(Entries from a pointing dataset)
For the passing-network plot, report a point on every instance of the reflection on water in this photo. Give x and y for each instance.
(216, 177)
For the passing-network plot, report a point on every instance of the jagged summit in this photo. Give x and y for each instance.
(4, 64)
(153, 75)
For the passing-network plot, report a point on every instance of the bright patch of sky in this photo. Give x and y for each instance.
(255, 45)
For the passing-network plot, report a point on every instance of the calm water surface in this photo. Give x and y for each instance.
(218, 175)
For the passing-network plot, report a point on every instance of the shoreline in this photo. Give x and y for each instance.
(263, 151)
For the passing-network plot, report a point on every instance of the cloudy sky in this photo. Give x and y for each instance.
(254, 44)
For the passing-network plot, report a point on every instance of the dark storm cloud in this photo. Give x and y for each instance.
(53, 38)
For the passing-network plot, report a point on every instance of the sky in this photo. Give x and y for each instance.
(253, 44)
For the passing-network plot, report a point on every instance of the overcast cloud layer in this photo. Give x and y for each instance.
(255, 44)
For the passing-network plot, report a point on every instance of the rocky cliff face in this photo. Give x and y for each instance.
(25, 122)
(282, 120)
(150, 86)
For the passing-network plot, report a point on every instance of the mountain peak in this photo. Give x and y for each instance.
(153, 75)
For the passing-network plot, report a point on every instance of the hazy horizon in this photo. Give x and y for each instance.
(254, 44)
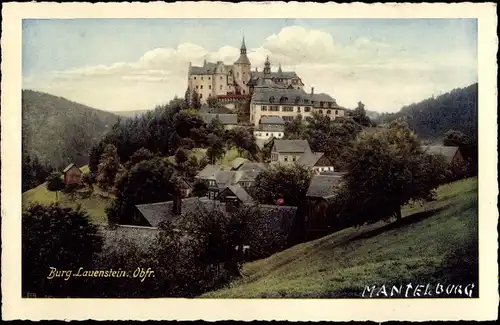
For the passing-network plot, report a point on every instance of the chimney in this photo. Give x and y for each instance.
(177, 205)
(231, 204)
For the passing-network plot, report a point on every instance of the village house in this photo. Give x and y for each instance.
(185, 188)
(462, 160)
(269, 126)
(72, 174)
(242, 173)
(229, 121)
(271, 223)
(451, 154)
(234, 193)
(317, 161)
(288, 151)
(298, 151)
(320, 193)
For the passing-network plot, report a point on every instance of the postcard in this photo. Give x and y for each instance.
(249, 161)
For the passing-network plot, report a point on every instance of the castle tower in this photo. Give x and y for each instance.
(220, 80)
(267, 68)
(242, 69)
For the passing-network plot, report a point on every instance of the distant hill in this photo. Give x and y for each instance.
(59, 131)
(131, 113)
(372, 114)
(432, 117)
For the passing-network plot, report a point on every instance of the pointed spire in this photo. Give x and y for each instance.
(243, 49)
(267, 66)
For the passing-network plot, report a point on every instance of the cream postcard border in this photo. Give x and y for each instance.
(13, 307)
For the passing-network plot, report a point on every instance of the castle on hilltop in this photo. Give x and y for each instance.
(271, 93)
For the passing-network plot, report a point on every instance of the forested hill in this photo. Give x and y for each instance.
(59, 131)
(431, 118)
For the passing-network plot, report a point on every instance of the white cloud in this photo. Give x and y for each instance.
(381, 75)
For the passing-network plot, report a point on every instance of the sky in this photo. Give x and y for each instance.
(136, 64)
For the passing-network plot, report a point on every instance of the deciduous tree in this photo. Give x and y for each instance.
(287, 182)
(55, 182)
(59, 238)
(388, 169)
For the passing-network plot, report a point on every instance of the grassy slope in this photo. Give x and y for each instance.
(94, 205)
(199, 153)
(341, 264)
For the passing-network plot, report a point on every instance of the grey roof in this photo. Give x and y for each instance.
(253, 166)
(155, 213)
(322, 97)
(310, 159)
(226, 177)
(271, 128)
(240, 193)
(323, 185)
(69, 167)
(447, 152)
(263, 83)
(122, 237)
(208, 68)
(295, 96)
(296, 146)
(243, 59)
(339, 174)
(274, 218)
(275, 74)
(225, 119)
(272, 120)
(238, 162)
(209, 172)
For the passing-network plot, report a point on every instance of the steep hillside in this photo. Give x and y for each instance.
(95, 205)
(131, 113)
(436, 242)
(431, 118)
(59, 131)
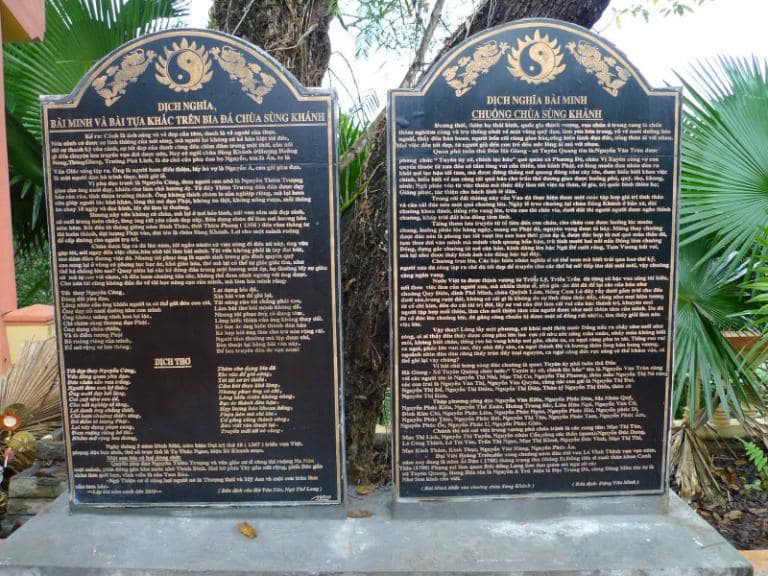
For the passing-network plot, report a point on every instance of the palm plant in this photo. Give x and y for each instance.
(78, 33)
(724, 208)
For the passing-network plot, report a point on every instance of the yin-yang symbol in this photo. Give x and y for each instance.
(186, 69)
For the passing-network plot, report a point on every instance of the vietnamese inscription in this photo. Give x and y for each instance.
(192, 203)
(533, 229)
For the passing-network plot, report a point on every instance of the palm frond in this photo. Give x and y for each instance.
(725, 156)
(708, 371)
(32, 382)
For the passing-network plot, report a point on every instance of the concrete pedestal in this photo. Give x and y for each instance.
(632, 536)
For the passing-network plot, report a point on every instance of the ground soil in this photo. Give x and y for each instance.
(742, 517)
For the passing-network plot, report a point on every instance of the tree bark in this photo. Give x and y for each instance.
(295, 32)
(364, 254)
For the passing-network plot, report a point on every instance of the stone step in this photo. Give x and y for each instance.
(30, 506)
(23, 486)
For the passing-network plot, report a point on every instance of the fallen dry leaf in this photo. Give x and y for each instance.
(247, 530)
(359, 514)
(365, 490)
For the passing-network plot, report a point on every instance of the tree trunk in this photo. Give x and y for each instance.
(364, 255)
(295, 32)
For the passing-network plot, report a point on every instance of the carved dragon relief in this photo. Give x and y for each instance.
(537, 59)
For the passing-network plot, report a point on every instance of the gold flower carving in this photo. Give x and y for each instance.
(464, 75)
(113, 83)
(608, 72)
(253, 81)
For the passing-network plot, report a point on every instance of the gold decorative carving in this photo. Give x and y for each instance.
(254, 82)
(113, 83)
(464, 75)
(609, 73)
(193, 63)
(541, 50)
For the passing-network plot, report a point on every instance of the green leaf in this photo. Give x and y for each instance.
(78, 34)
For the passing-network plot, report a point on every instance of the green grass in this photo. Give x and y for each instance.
(33, 276)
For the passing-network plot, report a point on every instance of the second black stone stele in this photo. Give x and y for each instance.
(191, 188)
(534, 182)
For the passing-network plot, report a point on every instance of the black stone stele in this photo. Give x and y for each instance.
(192, 203)
(534, 180)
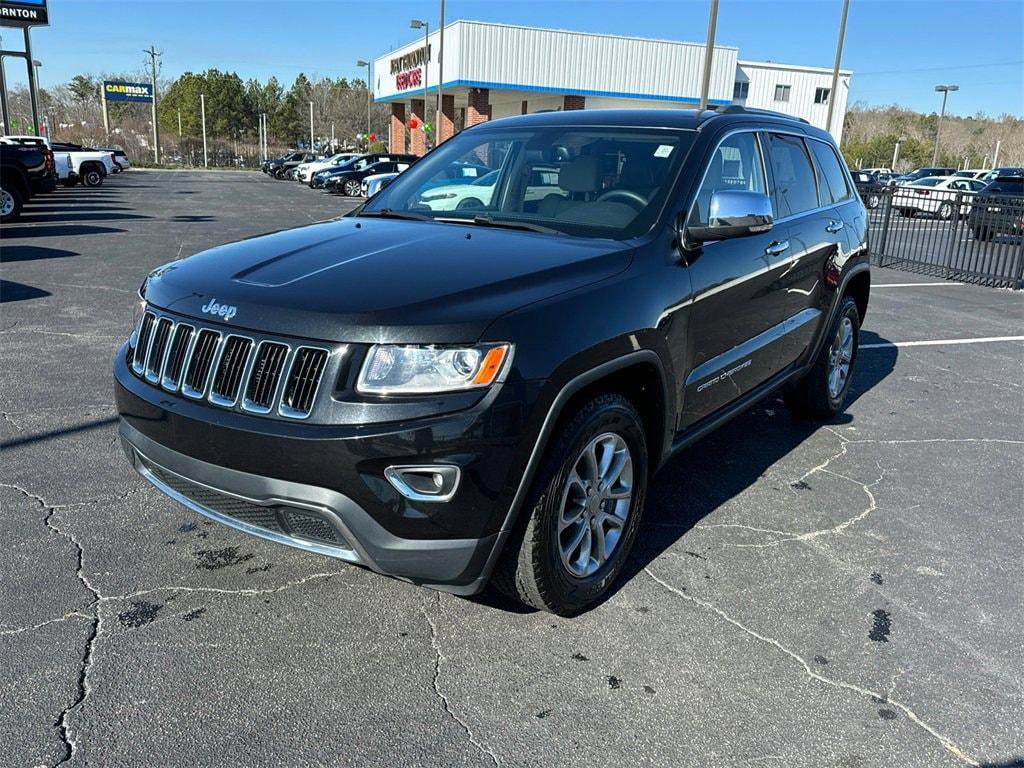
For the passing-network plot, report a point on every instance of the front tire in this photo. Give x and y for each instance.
(583, 511)
(92, 177)
(10, 204)
(822, 391)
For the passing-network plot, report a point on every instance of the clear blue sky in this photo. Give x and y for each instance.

What is asked
Could you rewrite all the entries above with "passing-network plot" changed to "landmark survey" each time it occurs and nothing else altered? Leave the pictures out of your answer.

Answer to the exercise
For the landmark survey, report a point on every instance of the reflection on water in this photo. Give x and y for each instance.
(216, 177)
For the landmark survey, report a point on every instance of the jagged summit in this photo. Give x and y for each instance.
(4, 64)
(153, 75)
For the landmark survey, report a point on every instance of the bright patch of sky in this photo. Give x and y for each instance.
(255, 45)
For the landmark survey, report a point on every instance of the calm water surface in this photo. Give x and y for each instance.
(218, 175)
For the landmark survey, report a point on every instance of the shoreline in this photo. Give x and y for each instance.
(263, 151)
For the landmark survey, report a point on every instance of the cloudy sky in this photo. Give x and y for each instance.
(254, 44)
For the landmark survey, report a point on every instance of the dark storm cloud in this photo. Give x and y for each instance.
(53, 38)
For the landmark survey, report a point on every instance of the sky in this photo. Give x and y for each instance.
(253, 44)
For the landmark survey, report a point on every instance of the overcast cloud layer in this photo. Give x and y for each instance.
(255, 44)
For the landmark survey, report a point on every instance of the rocky cliff face in this photo. Give x and y for each instance.
(25, 122)
(282, 120)
(150, 86)
For the landmark survey, report a point on every instance of the mountain peak in this photo. Give x and y for each instance.
(153, 75)
For the landmark survey, report a point on every instance of the hazy horizon in this photo. Give x and y for each instance.
(254, 44)
For the landmark survey, report a point on every instance of the chimney in this photo. Give x and y for each instance.
(177, 205)
(231, 204)
For the landmark survey, report a point on every instance of the village house in this photo. Give x and y for each instance.
(185, 188)
(462, 160)
(269, 126)
(72, 174)
(242, 173)
(229, 121)
(271, 223)
(451, 154)
(234, 193)
(317, 161)
(288, 151)
(298, 151)
(320, 193)
For the landmark survey, report a point on every instance of the postcard in this photo. Give x and y for each instance.
(249, 161)
For the landmark survey, report a point on every instance of the castle tower in this photo. Give x and y for each instance.
(220, 80)
(267, 68)
(242, 69)
For the landmark survey, report a point on every instance of the distant hill in this photo. Give x and y for each instance.
(59, 131)
(131, 113)
(372, 114)
(432, 117)
For the landmark survey, report a point on every instance of the pointed spire in this photo. Give x and y for each instance.
(243, 49)
(267, 66)
For the landmark survey, report a point on every instance of the cream postcard border in this photo. Give x and y for each instance.
(13, 307)
For the landmark survey, report a point on every instance of the castle on hilltop in this photo. Give x and y for each instance.
(271, 93)
For the landmark survey, report a point on every instance of the forested hill in this photo. Give x and y for each instance.
(59, 131)
(431, 118)
For the landmark survey, report a point on every instance of the white cloud in this photo. Give x and y for each instance.
(381, 75)
For the landmark survey, report a point on every instance of the sky in this photo. Give x and y for each instance.
(136, 64)
For the landmark survey, report a point on every instance of the deciduous tree in this photo. Give x and y for each instance.
(287, 182)
(55, 182)
(59, 238)
(388, 169)
For the landmark survey, report a point on every instance of the grassy slope in this photo. Give x and y for each instance.
(94, 205)
(199, 153)
(341, 264)
For the landmark survey, report a point on every instance of the grey roof in this photo. Give x and y for each instance.
(253, 166)
(155, 213)
(322, 97)
(310, 159)
(226, 177)
(271, 128)
(240, 193)
(323, 185)
(69, 167)
(447, 152)
(263, 83)
(122, 237)
(208, 68)
(295, 96)
(296, 146)
(243, 59)
(339, 174)
(274, 218)
(275, 74)
(225, 119)
(272, 120)
(238, 162)
(209, 172)
For the landmark survey, report a point on every instance of the steep hillside in this photo. Give x and y for each instance.
(95, 205)
(131, 113)
(436, 242)
(431, 118)
(59, 131)
For the landmark survey, report a point on every instance of the palm plant in this photo. Give x and y for each instance.
(78, 33)
(724, 208)
For the landmark survey, report a point on every instance of the yin-yang symbol in this photo. Give x and y for each instance.
(186, 69)
For the landmark survey, report a point on every instance of the vietnamese inscription in this photo. Give x and y for each instance.
(192, 203)
(533, 229)
For the landmark survey, report a point on every instance of the palm frond in this photo. Give x and y for each instance.
(725, 156)
(708, 371)
(32, 382)
For the landmark survey, report a point on every instance of the concrete pedestal in this photo. Give x and y for each instance.
(632, 536)
For the landmark survey, report a point on every instance of the ground soil in this photo. Give x and y for each instance.
(742, 517)
For the landmark survey, report a point on every instance of the tree bark in this photo. Give x and y for each instance.
(295, 32)
(364, 254)
For the landmark survey, report a point on every instance of the stone step in this photo. Give x and y for each instance.
(30, 506)
(23, 486)
For the landmark survey, report a point on every instance of the fallen dry leaf in this photo. Give x and y for each instance.
(247, 530)
(359, 514)
(365, 490)
For the landmark survey, report a point on every instance of the tree trunk in this photo. Give x and y for each instance.
(364, 255)
(295, 32)
For the landmark survey, report a point on every instance of the carved dragon relief in this photo. Give x and y for each instance.
(537, 59)
For the landmark survey, report a point on every instance of the gold flower carving in this photo. Give x and y for each instance.
(464, 75)
(113, 83)
(608, 72)
(253, 81)
For the landmark survey, report a point on every instance of the gold decorative carving in this photo. Give x and y for each instance.
(254, 82)
(113, 83)
(464, 75)
(609, 73)
(193, 63)
(541, 50)
For the landmark survey, report a point on every instance of the green leaf in this photo. Give x and y for each instance.
(78, 34)
For the landmark survey, report a point on every instance of the green grass in this photo. Give x and y for each instance.
(33, 276)
For the landmark survey, report a point on every instance of the second black stone stele in this photo. Give x and y for each instance.
(191, 188)
(534, 182)
For the landmark survey, report a point on every instance of the black stone stele in this photo. Give x and y for each instance.
(192, 203)
(534, 180)
For the landmark survey, report a point on every instance of the front tire in this photo. Give x and y for each instance.
(583, 511)
(92, 177)
(10, 204)
(822, 391)
For the landmark survey, report a point on every instance of the clear blue sky in this photo. Give x and y for each instance.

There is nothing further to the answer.